= EXERCISE DETAILS =
Present every line of the items below as a Markdown table with the columns "Row" and "Line", numbering the lines in order and omitting blank lines. Leave the pictures out.

## begin DATA EXTRACT

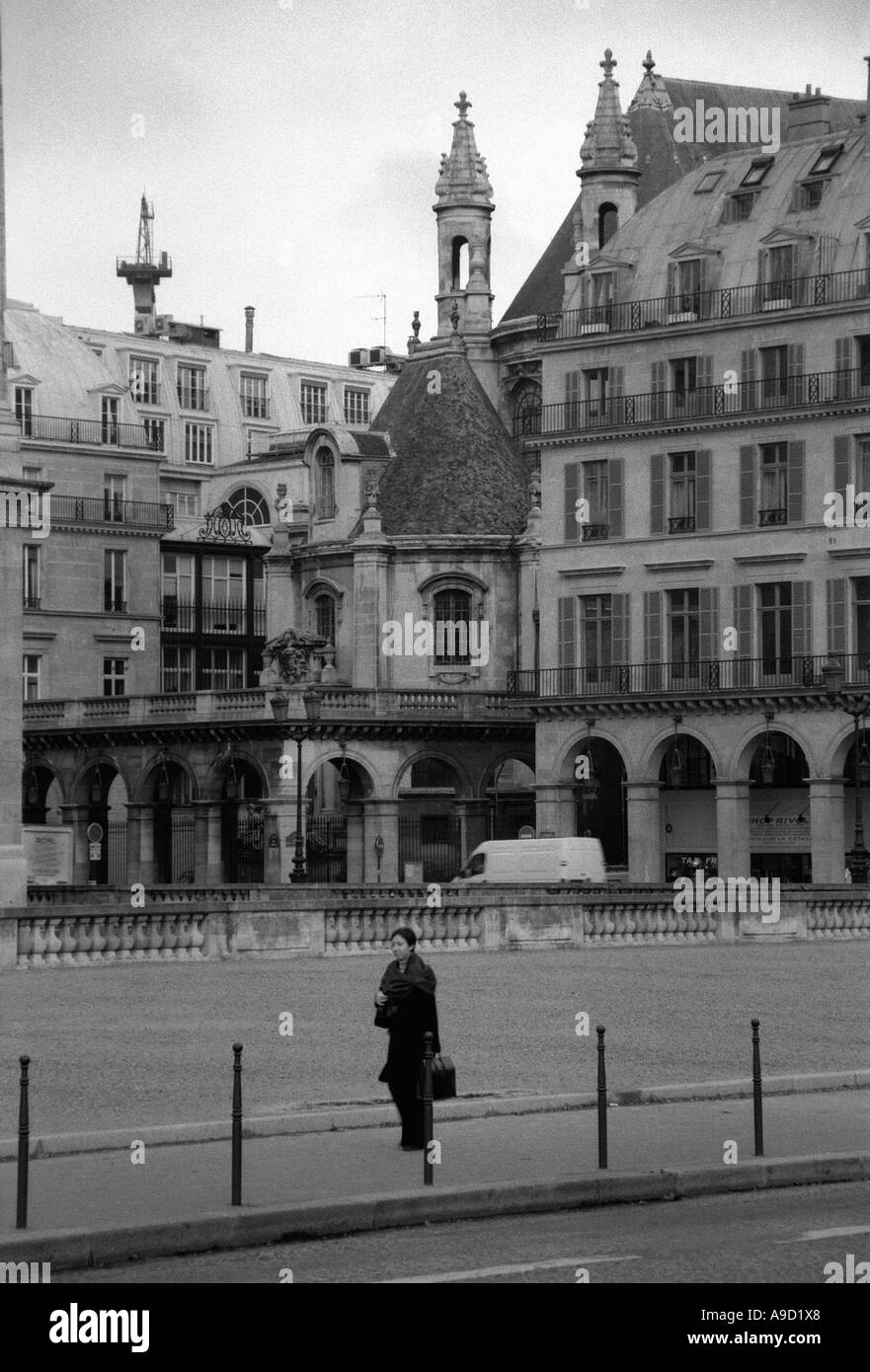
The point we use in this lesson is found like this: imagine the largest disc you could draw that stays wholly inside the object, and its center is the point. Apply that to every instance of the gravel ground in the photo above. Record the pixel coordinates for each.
(117, 1047)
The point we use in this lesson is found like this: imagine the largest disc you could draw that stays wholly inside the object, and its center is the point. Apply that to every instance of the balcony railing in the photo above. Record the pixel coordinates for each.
(191, 398)
(91, 509)
(344, 703)
(733, 674)
(211, 618)
(690, 306)
(49, 428)
(781, 393)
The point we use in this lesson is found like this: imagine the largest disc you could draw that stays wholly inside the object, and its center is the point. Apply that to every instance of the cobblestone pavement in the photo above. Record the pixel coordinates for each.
(152, 1044)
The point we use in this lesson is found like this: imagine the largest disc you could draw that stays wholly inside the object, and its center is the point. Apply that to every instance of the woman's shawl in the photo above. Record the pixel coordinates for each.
(418, 975)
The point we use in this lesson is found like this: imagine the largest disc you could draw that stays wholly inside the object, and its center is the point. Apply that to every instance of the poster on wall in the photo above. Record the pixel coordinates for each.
(778, 833)
(49, 855)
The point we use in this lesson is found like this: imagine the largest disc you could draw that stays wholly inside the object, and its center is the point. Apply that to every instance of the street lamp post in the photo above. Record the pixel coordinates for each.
(310, 699)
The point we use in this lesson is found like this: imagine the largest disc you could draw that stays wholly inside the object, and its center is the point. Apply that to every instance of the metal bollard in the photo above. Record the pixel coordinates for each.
(601, 1100)
(24, 1147)
(756, 1091)
(429, 1171)
(236, 1125)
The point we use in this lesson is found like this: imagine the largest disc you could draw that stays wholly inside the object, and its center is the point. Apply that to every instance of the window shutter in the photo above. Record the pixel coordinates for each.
(615, 513)
(743, 620)
(802, 619)
(567, 637)
(703, 489)
(620, 630)
(573, 478)
(747, 377)
(659, 387)
(796, 483)
(835, 615)
(652, 626)
(708, 634)
(656, 493)
(841, 464)
(747, 486)
(573, 394)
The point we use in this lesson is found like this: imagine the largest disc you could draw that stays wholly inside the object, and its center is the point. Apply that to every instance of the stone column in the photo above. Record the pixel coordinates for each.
(644, 823)
(828, 832)
(200, 843)
(355, 812)
(77, 818)
(733, 827)
(555, 809)
(382, 816)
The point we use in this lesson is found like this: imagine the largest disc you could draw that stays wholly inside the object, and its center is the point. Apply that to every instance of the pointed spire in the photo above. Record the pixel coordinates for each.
(462, 173)
(652, 92)
(608, 141)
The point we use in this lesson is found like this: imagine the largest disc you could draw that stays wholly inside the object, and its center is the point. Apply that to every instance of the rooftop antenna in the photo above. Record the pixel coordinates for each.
(382, 316)
(143, 271)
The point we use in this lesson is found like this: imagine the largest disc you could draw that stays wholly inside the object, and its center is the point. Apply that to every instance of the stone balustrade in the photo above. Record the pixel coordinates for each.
(88, 926)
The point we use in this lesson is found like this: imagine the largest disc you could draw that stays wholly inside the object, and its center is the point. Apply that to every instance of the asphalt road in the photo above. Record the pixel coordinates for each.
(771, 1237)
(133, 1045)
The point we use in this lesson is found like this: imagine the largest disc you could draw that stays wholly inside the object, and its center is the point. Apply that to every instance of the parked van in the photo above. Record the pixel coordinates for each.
(534, 859)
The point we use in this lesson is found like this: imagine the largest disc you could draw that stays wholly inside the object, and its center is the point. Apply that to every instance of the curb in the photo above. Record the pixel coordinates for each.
(464, 1107)
(70, 1249)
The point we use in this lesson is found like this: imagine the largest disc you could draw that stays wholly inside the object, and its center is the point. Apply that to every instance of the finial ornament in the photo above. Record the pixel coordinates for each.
(609, 62)
(462, 105)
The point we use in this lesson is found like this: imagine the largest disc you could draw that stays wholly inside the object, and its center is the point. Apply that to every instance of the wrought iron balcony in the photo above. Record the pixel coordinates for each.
(51, 428)
(690, 306)
(773, 516)
(705, 402)
(712, 676)
(229, 618)
(91, 509)
(194, 398)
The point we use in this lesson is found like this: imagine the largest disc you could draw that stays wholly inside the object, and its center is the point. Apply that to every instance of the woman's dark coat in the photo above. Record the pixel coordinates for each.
(412, 995)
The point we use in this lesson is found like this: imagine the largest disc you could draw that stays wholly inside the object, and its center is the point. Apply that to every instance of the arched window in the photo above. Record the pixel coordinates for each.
(249, 505)
(460, 264)
(527, 409)
(326, 483)
(608, 220)
(451, 619)
(324, 616)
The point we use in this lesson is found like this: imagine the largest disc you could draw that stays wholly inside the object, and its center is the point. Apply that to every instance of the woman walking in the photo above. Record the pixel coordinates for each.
(407, 1002)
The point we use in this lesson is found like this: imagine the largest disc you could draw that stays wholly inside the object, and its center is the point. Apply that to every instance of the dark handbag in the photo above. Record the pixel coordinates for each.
(443, 1077)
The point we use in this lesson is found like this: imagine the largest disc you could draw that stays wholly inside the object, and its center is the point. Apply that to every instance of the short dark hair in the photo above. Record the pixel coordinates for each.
(408, 935)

## end DATA EXTRACT

= OUTPUT OF THE EXERCISE =
| Row | Line |
|---|---|
| 1 | The point we use in this lesson is found like this: imagine the largest disc you could draw that stays wholly inside the object, and its center is the point. Apply that to every instance of the gravel ground in the photo above. Record the pixel coordinates for each. |
| 2 | (117, 1047) |
| 3 | The point we use in this lesson is found like this: imagine the largest disc you could draw that stays wholly inside the object, and its center is the point. Apply that to every instance of the balcony railing in the photo above. Record the pixel coordinates for each. |
| 4 | (191, 398) |
| 5 | (91, 509) |
| 6 | (344, 703) |
| 7 | (733, 674) |
| 8 | (211, 618) |
| 9 | (690, 306) |
| 10 | (49, 428) |
| 11 | (781, 393) |
| 12 | The point we use in this lesson is found like this: imagine the largest disc you could draw that stays wholly inside the object, and its center is the point. Apply that to every instance of the cobblestone pavement in the photo above. Record the pixel coordinates for each. |
| 13 | (152, 1044) |
| 14 | The point we use in this lesson is found like this: imagine the largest disc you could draw that stays wholly inside the object, and its center is the point. Apply that to every instance of the woman's shawl in the photo above. Record the pixel coordinates for each. |
| 15 | (418, 975) |
| 16 | The point we use in this lesson is found like this: imagine the largest disc you could draw that stays wholly inside the object, and its center is the point. Apply that to every instance of the poster on wall in the photo above. Record the pixel coordinates for each. |
| 17 | (778, 833) |
| 18 | (49, 855) |
| 19 | The point we use in this lesson is found like this: imagine the largest disc you could draw that stays wholly inside the object, and its center is the point. Apply that to every instance of the street lamp post in the photo above. Record the pixel coordinates for each. |
| 20 | (310, 699) |
| 21 | The point we use in this lesson is found like this: imagine the largest disc you could draw that stays wholly inside the object, and its center is the point. Apply that to every instance of the metal bollard in the photo above. Record the pixel coordinates for each. |
| 22 | (601, 1100) |
| 23 | (24, 1147) |
| 24 | (756, 1091) |
| 25 | (429, 1171) |
| 26 | (236, 1125) |
| 27 | The point we use in this lesson is found like this: imagine the largest disc you could draw that stays wholly inside the object, and its center is the point. Apply that to every instance of the window shutter in the photo above. Record the pixel coordinates for each. |
| 28 | (615, 513) |
| 29 | (743, 620) |
| 30 | (802, 619) |
| 31 | (567, 637) |
| 32 | (703, 489) |
| 33 | (620, 630) |
| 34 | (573, 478) |
| 35 | (747, 377) |
| 36 | (659, 387) |
| 37 | (796, 483) |
| 38 | (835, 615) |
| 39 | (652, 626) |
| 40 | (708, 634) |
| 41 | (656, 493) |
| 42 | (841, 464) |
| 43 | (747, 486) |
| 44 | (573, 394) |
| 45 | The point we use in this lesson is found like this: imagine the largest disc you could draw that stays wholly inside the object, and its center is the point. Apply that to every instance of the stone column in the photo above. Record the pixel coordinates for each. |
| 46 | (644, 823) |
| 47 | (828, 832) |
| 48 | (200, 843) |
| 49 | (355, 812) |
| 50 | (77, 818) |
| 51 | (733, 827) |
| 52 | (555, 809) |
| 53 | (382, 816) |
| 54 | The point we use in this lesson is found like this: imagine the largest disc you could draw that stays wholly inside the object, and its center is the point. Apply that to every instance of the pointed spire in the photo above. Record the pixel coordinates for each. |
| 55 | (462, 173) |
| 56 | (652, 92) |
| 57 | (608, 141) |
| 58 | The point we use in this lesson is found like this: imagine the largest disc you could draw that stays wholly inside the object, and its center is the point. Apply that to every instance of the rooftop antenna in the photo above. Record the pixel coordinates for each. |
| 59 | (382, 316) |
| 60 | (143, 271) |
| 61 | The point we use in this lesson is found like this: imagine the largest disc you could draw that stays wholly inside the object, and its center is the point. Apply that to every instance of the stone balustrade in the photo above. Record the pixel coordinates for each. |
| 62 | (88, 926) |
| 63 | The point we use in this lesson is found like this: imagine the largest disc you could draw that stays wholly inside the object, and its center is the point. Apply that to every instance of the asphalt road in the photo above. Record the pixel coordinates for each. |
| 64 | (771, 1237) |
| 65 | (133, 1045) |
| 66 | The point we use in this lesson is found like this: imagine the largest disc you could draw that stays wholly inside the object, and its center is the point. Apply that to every instance of the parked van in the photo above. Record the pixel coordinates for each. |
| 67 | (534, 859) |
| 68 | The point we use in this lesson is found like this: imagine the largest disc you could draw that stays wholly inside the object, and its center is the point. Apply that to every instance of the curb in the photo above. Record the pixel coordinates for each. |
| 69 | (464, 1107) |
| 70 | (70, 1249) |
| 71 | The point we use in this lesson is found like this: imagine the largest disc you could draw that stays wholly inside the object, and its center is the point. Apply that to every instance of the finial ornament in the photo above. Record the pixel coordinates for each. |
| 72 | (609, 62) |
| 73 | (462, 105) |
| 74 | The point we use in this lesson is found like this: imagine the largest disc you could draw that stays wholly inside the object, and its center is the point. Apply that to every instance of the wrought iron balcony in the photo above. Record the pixel coordinates for each. |
| 75 | (51, 428) |
| 76 | (690, 306) |
| 77 | (773, 516) |
| 78 | (705, 402) |
| 79 | (712, 676) |
| 80 | (229, 618) |
| 81 | (91, 509) |
| 82 | (194, 398) |
| 83 | The point we use in this lesson is found like this: imagine the largest disc you could draw that stays wholly inside the object, and its center is the point. Apply that to every instance of the woman's dark coat in the photo above. Record the pixel coordinates for each. |
| 84 | (412, 995) |
| 85 | The point we use in this lesson is found like this: imagine the largest disc you could draw that stays wholly inside the object, and its center is the point. Apply that to every instance of the arched window in the photo above. Record the pixel coordinates for each. |
| 86 | (249, 505) |
| 87 | (460, 264) |
| 88 | (527, 409) |
| 89 | (326, 483) |
| 90 | (608, 220) |
| 91 | (451, 619) |
| 92 | (324, 616) |
| 93 | The point we use in this lesson is found like this: imagine the largest disc you could draw that stays wholly inside the object, and its center is the point. Apply that to every instance of the woman walking in the photo above. Record the pixel coordinates for each. |
| 94 | (407, 1002) |
| 95 | The point we use in this lesson is found like this: imagine the largest disc you could draw that stays wholly inside the object, and its center is the point. Apply that to every instance of the dark handbag in the photo above. Record the pixel coordinates for each. |
| 96 | (443, 1077) |
| 97 | The point we use in this lesson is found like this: imagine the largest disc you could draw that stays wholly inside the object, and its center is the point. Apply that to every instance of the short dark hair in the photo above. Record the pixel coordinates for each. |
| 98 | (408, 935) |